*Exercise tasks*.
[1] Render this sentence from the exhibition review in Spanish: "In Derrida’s terms, the ghost is that which is neither present nor absent, neither dead nor alive."
[2] Extend the exhibition review beyond its last sentence, writing the next passage.

Entering the exhibition space of ‘Letter - Callus - Post-War’, I was immediately struck by the aura of death that permeates the space. Facing the entrance is Lo Yi-chun’s Deer Rug, ostensibly the skin of a dead anima hung on the wall: an image of death. The soundtrack of Zhang-xu Zhan’s video installation Tale of Animal AT58 features a repetitive and oddly disquieting melody in which instruments of Indonesia Gamelan and Chinese lion dance music - both ritualistic musical forms - intertwine. Behind the screen lies Zhang-xu’s signature paper sculpture, which employs techniques of ‘zhizha’, a traditional Chinese paper art most commonly used as funereal offering.

 

In this site so primed for haunting, repressed spectres are conjured up from a forgotten past. There is Rumphius, the now obscure naturalist employed by the Dutch East Indies Company, whose work had allegedly been stolen after his death by the much more famous Linnaeus (Liu Yu’s Caecus creaturae); Indonesian comfort women as captured by the lens of Meicy Sitorus, some of whom have passed away since their encounters with the artist; the grandfather of Maharani Mancanagara, who left behind a box of diaries and a life story that no family member wanted to recount; and also Rika, the European woman who wrote a letter to a Chinese man in 1969, 27 years after their meeting in Surabaya during World War II (Au Sow-yee & Chen Yow-ruu, If We Do Not Exist, How Could Our Memories Remain and Not Pass Into Silence). According to popular beliefs in Chinese societies, these are spirits stuck between the realms of the living and the dead because they harbour unfulfilled wishes. In Derrida’s terms, the ghost is that which is neither present nor absent, neither dead nor alive. Generally, we can say that ghosts arrive from the past and appear in the present; but in the specific cases mentioned above, the ghosts in fact have no place to dwell in the past for they are residues that have fallen through the fissures in history-writing.

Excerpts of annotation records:
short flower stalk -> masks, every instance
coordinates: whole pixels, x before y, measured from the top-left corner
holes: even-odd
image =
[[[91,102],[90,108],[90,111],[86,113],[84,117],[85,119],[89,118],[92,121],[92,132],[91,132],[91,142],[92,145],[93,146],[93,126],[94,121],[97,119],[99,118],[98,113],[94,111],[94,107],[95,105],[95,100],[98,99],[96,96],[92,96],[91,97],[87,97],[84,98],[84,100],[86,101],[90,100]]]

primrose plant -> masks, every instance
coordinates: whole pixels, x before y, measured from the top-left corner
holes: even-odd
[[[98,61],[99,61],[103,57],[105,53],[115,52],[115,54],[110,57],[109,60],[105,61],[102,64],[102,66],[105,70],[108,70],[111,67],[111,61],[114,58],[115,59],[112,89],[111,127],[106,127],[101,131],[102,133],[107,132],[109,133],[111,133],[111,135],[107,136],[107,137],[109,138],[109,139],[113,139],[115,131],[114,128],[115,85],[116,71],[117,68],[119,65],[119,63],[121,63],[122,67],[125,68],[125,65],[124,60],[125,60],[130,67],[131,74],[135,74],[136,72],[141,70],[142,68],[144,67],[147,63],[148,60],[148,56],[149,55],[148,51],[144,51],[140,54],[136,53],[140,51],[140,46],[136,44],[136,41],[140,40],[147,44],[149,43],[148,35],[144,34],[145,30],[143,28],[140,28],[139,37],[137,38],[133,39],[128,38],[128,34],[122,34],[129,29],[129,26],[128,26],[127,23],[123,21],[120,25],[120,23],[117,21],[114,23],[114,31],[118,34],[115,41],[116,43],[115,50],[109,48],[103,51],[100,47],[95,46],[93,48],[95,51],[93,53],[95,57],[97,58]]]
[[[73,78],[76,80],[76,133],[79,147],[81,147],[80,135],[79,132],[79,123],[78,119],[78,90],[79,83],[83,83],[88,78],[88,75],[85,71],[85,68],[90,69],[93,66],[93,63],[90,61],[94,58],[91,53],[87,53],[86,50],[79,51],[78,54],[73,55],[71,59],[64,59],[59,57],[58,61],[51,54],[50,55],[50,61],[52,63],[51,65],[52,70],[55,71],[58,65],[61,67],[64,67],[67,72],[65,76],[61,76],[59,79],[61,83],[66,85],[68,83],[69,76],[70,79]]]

*Expected responses*.
[1] En términos de Derrida, el fantasma es aquello que no está ni presente ni ausente, ni muerto ni vivo.

[2]
 

It is precisely these long forgotten vestiges that form the overarching theme of the show, but this is a hauntology that operates on its own particular terms, as it foregrounds the letter and the body as the preferred mediums for channeling the spirits - which explains the ‘letter’ and the ‘callus’ in the title of the show. Familial and private documents such as letters and diaries serve as the starting points of several works, while the body is explored as the site of memory by some of the artists. To speak about unwritten history, effaced memory, and unspeakable trauma is to disrupt time, to stop time in its track, to force it down a convoluted labyrinth where past, present and future are sometimes conflated. In Shen Chi-chung’s psychoanalytic studies of trauma, three temporalities of trauma are identified: first, the actual occurrence of the unanticipated traumatic event; second, the reconstruction and interpretation of the traumatic event through the attribution of symbols; third, repeated discussions and re-interpretations, the need of which was caused by the incomprehensibility of the traumatic event and the ensuing anxiety. That is to say, the traumatic subject no longer experiences time as linear and exclusively forward-moving. Instead, temporal disjunction becomes the imperative condition of being, as the traumatic event becomes a point in time of eternal return.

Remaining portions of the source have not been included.